* What the task asks *
Please restate, word for word, each line from the one containing "Query: black waistcoat" through the end of the entries below.

* Raw data *

+++

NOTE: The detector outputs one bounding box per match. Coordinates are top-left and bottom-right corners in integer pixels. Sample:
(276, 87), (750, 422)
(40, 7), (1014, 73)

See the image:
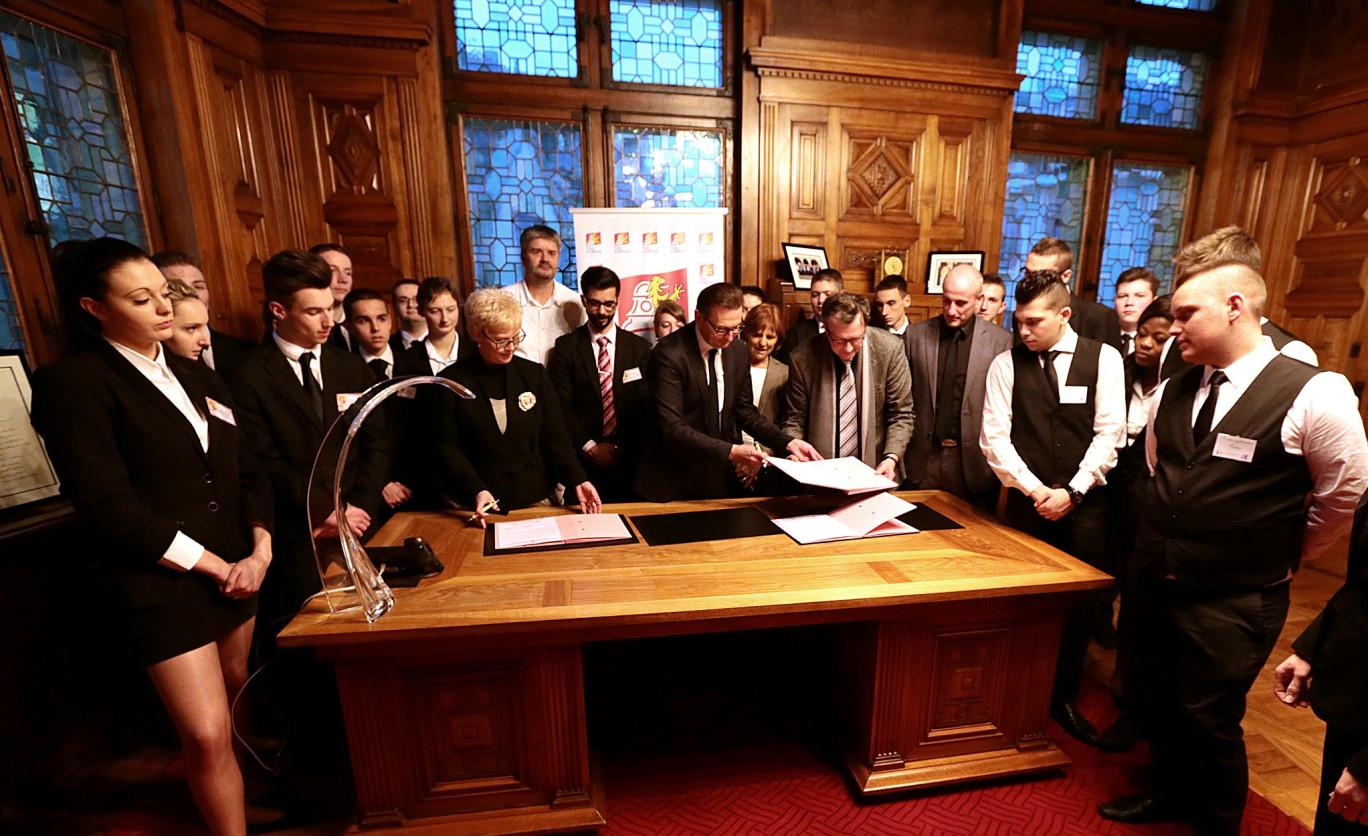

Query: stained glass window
(1098, 162), (1190, 303)
(1135, 0), (1217, 10)
(1120, 45), (1208, 129)
(463, 117), (584, 290)
(610, 0), (723, 88)
(1015, 31), (1103, 119)
(0, 248), (21, 352)
(452, 0), (578, 78)
(0, 12), (147, 249)
(613, 127), (722, 208)
(999, 153), (1091, 311)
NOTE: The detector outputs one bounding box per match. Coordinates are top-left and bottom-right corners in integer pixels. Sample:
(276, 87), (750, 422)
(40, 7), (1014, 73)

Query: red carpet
(598, 679), (1311, 836)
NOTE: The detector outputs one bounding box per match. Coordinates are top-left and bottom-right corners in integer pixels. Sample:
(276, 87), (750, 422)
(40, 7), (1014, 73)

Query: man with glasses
(776, 268), (844, 364)
(783, 292), (914, 480)
(510, 224), (587, 365)
(548, 266), (652, 502)
(638, 282), (820, 501)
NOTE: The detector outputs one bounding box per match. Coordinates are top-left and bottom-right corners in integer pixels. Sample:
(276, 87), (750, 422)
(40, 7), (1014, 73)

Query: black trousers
(913, 444), (999, 514)
(1004, 488), (1109, 704)
(1129, 577), (1290, 836)
(1316, 728), (1368, 835)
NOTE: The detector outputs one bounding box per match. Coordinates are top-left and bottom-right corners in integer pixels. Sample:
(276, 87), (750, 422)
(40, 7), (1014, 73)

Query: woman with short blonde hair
(463, 288), (523, 337)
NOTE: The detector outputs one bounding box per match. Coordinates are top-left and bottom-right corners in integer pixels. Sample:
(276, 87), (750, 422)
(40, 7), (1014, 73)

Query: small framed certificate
(0, 351), (60, 509)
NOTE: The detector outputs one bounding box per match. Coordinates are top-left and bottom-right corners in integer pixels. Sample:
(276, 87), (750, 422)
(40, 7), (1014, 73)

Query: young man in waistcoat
(980, 270), (1126, 746)
(1098, 259), (1368, 835)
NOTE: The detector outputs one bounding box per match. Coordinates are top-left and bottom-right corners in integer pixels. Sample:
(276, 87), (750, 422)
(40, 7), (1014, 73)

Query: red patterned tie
(598, 336), (616, 437)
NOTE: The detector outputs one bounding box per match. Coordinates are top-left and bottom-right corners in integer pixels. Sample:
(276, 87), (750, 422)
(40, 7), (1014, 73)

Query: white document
(493, 513), (633, 550)
(770, 492), (918, 544)
(764, 456), (898, 494)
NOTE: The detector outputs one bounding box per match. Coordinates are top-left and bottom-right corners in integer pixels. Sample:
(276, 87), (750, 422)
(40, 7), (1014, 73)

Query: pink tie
(598, 336), (616, 437)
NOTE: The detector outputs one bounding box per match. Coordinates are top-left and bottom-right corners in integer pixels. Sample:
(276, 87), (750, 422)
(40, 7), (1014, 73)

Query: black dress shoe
(1098, 711), (1146, 752)
(1098, 793), (1185, 824)
(1049, 700), (1101, 746)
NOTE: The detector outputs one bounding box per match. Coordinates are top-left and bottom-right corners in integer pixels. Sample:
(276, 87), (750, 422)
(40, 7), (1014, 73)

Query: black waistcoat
(1137, 354), (1319, 590)
(1009, 337), (1102, 489)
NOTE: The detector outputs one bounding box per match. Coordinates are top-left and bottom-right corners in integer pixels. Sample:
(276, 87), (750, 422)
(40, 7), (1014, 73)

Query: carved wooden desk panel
(280, 491), (1111, 834)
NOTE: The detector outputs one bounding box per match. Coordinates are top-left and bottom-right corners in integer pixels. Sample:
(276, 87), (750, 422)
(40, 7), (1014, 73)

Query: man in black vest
(1099, 259), (1368, 835)
(980, 270), (1127, 745)
(1007, 237), (1123, 352)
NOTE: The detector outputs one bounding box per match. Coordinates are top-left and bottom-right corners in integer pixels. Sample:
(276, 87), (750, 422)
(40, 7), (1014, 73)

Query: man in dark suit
(311, 243), (354, 352)
(637, 283), (820, 502)
(151, 250), (257, 373)
(776, 268), (843, 365)
(548, 266), (652, 503)
(1275, 489), (1368, 835)
(1099, 258), (1367, 835)
(1008, 237), (1122, 351)
(906, 264), (1012, 509)
(873, 275), (912, 340)
(390, 278), (426, 355)
(783, 292), (913, 480)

+++

* Answer space *
Query: black waistcoat
(1137, 354), (1319, 590)
(1009, 337), (1102, 489)
NOTE: The detector outputs one bounding box per match. Coordinates are top-left and bottom-right corners in integer pixels. Sample:
(276, 87), (750, 422)
(40, 7), (1014, 73)

Query: carved wooden desk panel
(280, 491), (1111, 834)
NOTE: The detector outputs one bounding box per match. Coordinates are top-left and bottom-right corners in integer pixels. Sample:
(276, 87), (750, 422)
(40, 7), (1014, 73)

Query: man in black vest
(1099, 259), (1368, 835)
(980, 270), (1127, 745)
(1007, 237), (1123, 352)
NOTE: The detector outputs one bounding box per match. Coordinates are top-left and bottom-right corners in integer pixels. Sample:
(276, 87), (750, 422)
(40, 7), (1014, 73)

Query: man in dark suit
(311, 243), (354, 352)
(637, 283), (820, 502)
(151, 250), (257, 373)
(776, 268), (843, 365)
(548, 266), (652, 503)
(1275, 489), (1368, 835)
(1099, 258), (1367, 835)
(1008, 237), (1122, 351)
(906, 264), (1012, 509)
(873, 275), (912, 340)
(390, 278), (426, 355)
(783, 292), (913, 480)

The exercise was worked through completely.